*MATERIAL FOR THIS TASK*.
+-------+
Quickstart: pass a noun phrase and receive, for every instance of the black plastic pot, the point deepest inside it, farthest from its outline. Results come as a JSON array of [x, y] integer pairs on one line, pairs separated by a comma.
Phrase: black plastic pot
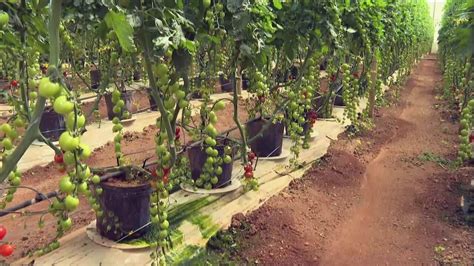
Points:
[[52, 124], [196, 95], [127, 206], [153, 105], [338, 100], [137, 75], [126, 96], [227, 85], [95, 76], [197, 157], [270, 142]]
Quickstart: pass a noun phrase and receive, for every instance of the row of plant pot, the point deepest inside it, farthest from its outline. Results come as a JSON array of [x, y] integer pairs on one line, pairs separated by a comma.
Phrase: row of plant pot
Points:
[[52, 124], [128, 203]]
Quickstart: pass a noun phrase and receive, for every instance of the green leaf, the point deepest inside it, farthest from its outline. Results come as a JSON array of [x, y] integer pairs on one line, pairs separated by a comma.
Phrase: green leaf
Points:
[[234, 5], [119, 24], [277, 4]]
+-------+
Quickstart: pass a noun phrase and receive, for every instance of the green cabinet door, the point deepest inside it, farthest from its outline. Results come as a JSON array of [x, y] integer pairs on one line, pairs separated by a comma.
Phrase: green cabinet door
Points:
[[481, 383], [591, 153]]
+-------+
Working from the material above, restate word for word the lines between the line with "of the black" and the line with "Phrase: black plastic pot", both included, and only those.

Quickstart: pass a noun phrase and receive, for every instance of the black plastic pot, the point deepest inside it, farthest from its outline. Results come as a JSON array of [x, y] integer pairs on one line, pairs separated by a comma.
Phrase: black plastic pot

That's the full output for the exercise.